- _WORK INSTRUCTIONS_
Exactly reproduce the lines from the line containing "the dirt road." to the end of the data below, inclusive, and nothing else.

- _MATERIAL FOR THE TASK_
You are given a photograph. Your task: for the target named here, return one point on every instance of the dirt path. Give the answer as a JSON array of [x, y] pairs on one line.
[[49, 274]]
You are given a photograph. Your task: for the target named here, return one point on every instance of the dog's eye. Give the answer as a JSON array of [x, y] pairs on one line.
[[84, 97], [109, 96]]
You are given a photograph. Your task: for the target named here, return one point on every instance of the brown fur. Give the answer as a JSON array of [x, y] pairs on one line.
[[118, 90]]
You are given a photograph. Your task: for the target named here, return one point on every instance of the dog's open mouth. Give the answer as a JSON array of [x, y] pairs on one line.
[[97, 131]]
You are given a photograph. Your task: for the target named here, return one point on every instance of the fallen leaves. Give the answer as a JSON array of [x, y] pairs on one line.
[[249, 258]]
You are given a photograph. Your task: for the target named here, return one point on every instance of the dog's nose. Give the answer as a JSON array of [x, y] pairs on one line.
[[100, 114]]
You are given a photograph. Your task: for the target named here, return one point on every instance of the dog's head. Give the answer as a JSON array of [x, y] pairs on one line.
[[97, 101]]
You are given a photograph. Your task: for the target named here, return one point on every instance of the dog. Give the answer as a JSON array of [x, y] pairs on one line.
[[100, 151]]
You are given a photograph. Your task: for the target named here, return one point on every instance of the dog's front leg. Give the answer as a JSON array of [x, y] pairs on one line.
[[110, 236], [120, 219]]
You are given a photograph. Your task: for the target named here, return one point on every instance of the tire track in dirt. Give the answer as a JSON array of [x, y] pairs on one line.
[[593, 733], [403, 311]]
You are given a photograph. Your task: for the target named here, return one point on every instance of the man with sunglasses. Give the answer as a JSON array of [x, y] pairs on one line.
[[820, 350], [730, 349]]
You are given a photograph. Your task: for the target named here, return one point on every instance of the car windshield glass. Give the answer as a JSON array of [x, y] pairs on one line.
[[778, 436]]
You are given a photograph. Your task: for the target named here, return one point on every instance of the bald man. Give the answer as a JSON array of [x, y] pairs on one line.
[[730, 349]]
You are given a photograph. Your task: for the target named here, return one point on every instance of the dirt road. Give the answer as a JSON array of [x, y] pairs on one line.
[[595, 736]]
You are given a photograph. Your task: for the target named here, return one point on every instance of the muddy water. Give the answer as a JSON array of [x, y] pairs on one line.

- _SOLVED PROBLEM_
You are given a photograph. Your task: for the target named here, return one point on every instance of the dirt road. Give the answer as a JSON array of [x, y] pairs on one line.
[[595, 736]]
You are given a photograph. Your task: for the target named here, return one point on every instance of the muddy water. Give the answer as a JSON array of [x, y] pairs on one line.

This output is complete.